- _PASSAGE_:

★ ★ ★ ★

Outdoors

Every February, no matter how frigid the weather, these snowmobilers take to the ice to help their community

Photo by Alexi Hobbs

This story a happy ending. It’s about hundreds of people coming together to have fun and delight in each other’s company. They’ll have some friendly competition and raise money for a good cause. But before I get to the snowmobiles and their breathtaking speeds, or the sounds of happy children, or the laughter around the fire, let me tell you something I learned about myself while reporting this story: under no circumstances will I be parking my car on a frozen lake.

Photo by Alexi Hobbs

Being a journalist pushes you to the very precipice of your curiosity. And there, on the edge of Benoir Lake, near Bancroft, Ont., I found mine. When I pull up to my destination on a freezing February morning and ask for Angelo, someone politely gestures to the end of the driveway. “Park on the lake,” the man tells me. “You can’t miss him.”

★ ★ ★ ★

- _MATERIAL SHOWN_:
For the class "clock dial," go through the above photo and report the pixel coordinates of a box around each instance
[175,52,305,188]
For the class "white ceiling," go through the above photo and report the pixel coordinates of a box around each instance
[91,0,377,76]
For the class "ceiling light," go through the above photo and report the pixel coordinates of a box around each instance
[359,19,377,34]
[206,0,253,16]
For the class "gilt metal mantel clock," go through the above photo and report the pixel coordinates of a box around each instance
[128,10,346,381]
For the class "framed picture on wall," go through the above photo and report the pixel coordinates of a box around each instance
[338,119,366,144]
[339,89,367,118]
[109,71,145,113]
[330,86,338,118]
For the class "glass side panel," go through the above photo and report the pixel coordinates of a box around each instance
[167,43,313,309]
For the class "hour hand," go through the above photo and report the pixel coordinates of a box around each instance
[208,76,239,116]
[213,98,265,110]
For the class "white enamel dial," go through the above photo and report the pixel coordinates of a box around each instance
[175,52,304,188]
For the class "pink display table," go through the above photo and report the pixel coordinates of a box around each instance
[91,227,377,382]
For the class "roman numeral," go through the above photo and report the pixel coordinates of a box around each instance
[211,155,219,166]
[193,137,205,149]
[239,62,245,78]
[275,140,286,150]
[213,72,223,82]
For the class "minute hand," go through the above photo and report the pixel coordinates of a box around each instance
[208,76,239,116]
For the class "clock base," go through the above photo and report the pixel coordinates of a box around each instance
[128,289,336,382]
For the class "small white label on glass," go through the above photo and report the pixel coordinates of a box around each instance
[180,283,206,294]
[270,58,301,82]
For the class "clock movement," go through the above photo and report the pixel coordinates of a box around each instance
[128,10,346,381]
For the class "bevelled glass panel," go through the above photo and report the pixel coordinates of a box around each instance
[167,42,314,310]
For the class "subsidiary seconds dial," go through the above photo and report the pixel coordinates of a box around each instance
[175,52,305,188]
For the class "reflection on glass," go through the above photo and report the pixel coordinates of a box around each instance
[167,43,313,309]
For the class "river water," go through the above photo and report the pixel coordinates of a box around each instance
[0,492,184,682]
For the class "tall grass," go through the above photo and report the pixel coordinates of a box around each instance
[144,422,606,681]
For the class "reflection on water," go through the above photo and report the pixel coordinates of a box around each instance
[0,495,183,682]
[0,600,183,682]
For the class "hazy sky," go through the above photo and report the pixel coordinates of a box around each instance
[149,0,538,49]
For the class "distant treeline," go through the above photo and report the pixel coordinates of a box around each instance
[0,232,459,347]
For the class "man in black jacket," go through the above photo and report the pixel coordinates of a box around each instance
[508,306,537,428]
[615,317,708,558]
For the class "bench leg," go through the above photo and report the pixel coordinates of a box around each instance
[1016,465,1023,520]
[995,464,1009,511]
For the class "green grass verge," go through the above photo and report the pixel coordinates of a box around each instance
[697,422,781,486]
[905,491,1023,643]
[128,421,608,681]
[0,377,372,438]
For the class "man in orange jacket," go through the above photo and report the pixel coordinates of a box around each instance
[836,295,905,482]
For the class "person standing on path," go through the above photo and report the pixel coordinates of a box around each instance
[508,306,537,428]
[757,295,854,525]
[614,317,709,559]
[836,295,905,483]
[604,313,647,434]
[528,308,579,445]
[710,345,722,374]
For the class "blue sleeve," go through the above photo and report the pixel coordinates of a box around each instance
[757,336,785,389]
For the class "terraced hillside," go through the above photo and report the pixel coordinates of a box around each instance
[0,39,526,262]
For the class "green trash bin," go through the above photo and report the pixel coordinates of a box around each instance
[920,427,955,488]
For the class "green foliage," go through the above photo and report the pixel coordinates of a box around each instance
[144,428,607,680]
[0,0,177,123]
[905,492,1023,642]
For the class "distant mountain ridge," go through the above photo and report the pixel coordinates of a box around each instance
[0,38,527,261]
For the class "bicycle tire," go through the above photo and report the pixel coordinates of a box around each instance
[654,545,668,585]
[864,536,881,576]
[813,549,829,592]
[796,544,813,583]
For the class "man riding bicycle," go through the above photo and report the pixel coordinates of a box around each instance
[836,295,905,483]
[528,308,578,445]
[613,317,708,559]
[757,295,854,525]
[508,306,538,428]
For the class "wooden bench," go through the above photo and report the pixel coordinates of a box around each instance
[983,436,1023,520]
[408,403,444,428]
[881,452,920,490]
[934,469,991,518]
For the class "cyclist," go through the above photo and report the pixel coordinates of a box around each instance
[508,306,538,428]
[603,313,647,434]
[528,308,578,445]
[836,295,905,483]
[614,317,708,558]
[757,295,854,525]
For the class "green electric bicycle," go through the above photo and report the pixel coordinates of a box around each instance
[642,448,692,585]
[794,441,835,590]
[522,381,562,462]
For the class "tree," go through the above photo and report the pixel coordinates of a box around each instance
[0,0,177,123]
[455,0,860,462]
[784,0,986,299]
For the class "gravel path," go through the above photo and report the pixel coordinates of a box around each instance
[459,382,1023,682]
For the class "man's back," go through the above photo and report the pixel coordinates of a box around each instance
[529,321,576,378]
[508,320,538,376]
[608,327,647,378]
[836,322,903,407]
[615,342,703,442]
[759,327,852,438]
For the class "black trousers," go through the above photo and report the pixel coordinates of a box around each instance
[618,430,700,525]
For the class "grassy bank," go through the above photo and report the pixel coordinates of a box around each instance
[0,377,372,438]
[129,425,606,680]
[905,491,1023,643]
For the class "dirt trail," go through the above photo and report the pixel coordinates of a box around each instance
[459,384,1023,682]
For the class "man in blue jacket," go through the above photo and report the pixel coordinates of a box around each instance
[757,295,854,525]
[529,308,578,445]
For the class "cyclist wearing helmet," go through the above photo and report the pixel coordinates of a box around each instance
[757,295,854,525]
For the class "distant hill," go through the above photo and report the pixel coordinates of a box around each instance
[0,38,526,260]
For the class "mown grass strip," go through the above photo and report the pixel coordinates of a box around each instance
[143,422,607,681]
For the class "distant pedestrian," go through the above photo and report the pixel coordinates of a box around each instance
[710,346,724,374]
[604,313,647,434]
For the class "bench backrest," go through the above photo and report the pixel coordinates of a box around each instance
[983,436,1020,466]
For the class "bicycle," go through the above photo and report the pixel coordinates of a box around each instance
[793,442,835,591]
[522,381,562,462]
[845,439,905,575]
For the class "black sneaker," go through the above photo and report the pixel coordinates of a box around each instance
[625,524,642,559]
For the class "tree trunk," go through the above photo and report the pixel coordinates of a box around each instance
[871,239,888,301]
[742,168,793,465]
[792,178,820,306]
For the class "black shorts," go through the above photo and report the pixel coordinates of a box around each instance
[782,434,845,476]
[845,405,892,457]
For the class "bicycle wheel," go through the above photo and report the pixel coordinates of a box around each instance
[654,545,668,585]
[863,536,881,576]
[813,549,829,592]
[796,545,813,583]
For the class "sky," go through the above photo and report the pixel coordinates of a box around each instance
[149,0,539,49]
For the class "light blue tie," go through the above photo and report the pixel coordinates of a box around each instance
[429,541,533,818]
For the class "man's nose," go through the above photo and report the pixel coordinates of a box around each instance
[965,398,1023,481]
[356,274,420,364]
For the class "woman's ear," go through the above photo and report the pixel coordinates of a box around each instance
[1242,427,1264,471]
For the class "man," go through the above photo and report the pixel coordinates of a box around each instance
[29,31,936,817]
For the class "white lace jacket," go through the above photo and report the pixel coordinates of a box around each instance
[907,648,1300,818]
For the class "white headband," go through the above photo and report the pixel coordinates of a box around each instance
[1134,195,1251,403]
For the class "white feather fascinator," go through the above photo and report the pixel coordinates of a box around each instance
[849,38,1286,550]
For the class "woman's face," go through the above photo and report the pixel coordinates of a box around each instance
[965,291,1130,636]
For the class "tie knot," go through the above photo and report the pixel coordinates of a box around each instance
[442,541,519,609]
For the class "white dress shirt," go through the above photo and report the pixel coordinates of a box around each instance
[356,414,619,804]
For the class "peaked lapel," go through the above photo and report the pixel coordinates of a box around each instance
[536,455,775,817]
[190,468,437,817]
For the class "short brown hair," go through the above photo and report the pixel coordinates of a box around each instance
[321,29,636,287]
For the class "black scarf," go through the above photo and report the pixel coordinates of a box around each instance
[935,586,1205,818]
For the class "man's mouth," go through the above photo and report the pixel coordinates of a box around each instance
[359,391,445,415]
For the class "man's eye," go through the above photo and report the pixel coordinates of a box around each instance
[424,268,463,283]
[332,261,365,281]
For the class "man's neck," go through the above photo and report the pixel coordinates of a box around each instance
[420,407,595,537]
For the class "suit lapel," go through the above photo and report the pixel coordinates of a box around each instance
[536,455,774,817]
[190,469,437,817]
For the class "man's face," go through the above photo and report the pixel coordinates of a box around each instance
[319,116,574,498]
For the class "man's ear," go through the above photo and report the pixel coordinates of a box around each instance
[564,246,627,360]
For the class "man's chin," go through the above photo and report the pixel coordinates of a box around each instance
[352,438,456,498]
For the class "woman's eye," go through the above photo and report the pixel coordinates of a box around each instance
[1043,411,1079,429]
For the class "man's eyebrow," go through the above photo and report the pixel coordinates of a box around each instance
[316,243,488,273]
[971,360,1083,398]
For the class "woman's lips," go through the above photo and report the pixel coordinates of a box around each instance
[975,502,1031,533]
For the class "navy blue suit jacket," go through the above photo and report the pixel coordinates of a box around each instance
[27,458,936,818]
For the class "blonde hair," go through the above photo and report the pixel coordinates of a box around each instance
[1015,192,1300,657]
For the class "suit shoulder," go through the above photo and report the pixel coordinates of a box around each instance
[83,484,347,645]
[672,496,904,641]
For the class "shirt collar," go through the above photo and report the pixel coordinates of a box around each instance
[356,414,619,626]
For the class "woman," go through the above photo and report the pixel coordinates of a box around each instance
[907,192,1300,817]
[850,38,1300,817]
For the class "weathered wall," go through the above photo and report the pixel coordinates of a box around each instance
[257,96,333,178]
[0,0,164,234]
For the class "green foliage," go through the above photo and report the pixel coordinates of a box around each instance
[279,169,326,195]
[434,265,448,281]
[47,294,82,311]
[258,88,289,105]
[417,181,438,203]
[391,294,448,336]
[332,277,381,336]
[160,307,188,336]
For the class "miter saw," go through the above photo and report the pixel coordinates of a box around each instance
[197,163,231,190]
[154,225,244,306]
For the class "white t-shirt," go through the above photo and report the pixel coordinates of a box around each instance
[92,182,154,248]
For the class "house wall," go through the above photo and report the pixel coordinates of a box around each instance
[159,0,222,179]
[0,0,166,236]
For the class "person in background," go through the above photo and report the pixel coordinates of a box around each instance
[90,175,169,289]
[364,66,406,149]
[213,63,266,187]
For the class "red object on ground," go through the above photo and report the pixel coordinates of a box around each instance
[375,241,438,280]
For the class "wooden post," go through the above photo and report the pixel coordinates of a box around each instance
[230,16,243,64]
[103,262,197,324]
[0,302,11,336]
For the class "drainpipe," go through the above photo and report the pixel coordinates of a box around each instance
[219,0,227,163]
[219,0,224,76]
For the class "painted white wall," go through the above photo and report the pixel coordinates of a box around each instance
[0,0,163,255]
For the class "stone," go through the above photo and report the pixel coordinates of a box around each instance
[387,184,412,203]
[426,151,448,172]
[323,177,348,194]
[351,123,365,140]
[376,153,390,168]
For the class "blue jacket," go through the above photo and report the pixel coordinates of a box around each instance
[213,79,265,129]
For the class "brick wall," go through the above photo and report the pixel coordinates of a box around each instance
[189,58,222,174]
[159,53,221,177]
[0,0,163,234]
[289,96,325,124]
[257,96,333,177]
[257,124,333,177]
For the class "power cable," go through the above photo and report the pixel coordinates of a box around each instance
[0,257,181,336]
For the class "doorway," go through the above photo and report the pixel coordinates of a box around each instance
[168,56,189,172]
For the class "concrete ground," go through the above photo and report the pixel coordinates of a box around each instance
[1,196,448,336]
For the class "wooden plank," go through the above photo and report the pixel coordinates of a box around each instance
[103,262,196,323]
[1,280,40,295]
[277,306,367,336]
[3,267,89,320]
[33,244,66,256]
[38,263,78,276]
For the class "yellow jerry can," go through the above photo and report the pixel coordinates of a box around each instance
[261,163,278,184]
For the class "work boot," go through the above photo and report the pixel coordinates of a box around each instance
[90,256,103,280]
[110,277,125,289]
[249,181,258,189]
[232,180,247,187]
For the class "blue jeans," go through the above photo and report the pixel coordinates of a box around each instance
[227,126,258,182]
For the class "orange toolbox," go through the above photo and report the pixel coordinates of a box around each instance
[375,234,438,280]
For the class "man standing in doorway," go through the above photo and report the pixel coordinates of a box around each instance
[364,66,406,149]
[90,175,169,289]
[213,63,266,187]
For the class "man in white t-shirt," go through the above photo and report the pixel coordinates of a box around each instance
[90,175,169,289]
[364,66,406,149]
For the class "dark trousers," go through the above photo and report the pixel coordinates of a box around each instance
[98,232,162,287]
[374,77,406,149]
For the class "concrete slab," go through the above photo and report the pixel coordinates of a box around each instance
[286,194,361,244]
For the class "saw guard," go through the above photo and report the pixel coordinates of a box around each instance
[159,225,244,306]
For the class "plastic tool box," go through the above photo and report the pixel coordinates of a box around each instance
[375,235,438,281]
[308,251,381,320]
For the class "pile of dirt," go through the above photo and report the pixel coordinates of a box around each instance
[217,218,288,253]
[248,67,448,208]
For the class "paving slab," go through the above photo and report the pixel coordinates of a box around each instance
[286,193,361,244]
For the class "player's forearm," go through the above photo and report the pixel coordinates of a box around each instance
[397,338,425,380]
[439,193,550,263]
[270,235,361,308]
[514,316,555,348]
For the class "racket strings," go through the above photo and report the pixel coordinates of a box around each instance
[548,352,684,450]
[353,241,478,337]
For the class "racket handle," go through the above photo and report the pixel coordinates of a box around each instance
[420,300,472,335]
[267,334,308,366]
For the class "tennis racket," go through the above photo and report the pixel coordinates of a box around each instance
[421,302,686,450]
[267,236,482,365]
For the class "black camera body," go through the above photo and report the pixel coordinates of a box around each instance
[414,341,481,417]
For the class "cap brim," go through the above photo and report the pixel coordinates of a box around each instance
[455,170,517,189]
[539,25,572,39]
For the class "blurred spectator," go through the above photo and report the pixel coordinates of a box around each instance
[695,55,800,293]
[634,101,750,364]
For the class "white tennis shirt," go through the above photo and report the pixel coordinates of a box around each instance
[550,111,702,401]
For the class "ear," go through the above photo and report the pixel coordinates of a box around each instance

★ ★ ★ ★

Retype the part of the snowmobiling story above, starting at "Every February, no" and ending at "a frozen lake.".

- _SOLUTION TO THE PROBLEM_:
Every February, no matter how frigid the weather, these snowmobilers take to the ice to help their community

Photo by Alexi Hobbs

This story a happy ending. It’s about hundreds of people coming together to have fun and delight in each other’s company. They’ll have some friendly competition and raise money for a good cause. But before I get to the snowmobiles and their breathtaking speeds, or the sounds of happy children, or the laughter around the fire, let me tell you something I learned about myself while reporting this story: under no circumstances will I be parking my car on a frozen lake.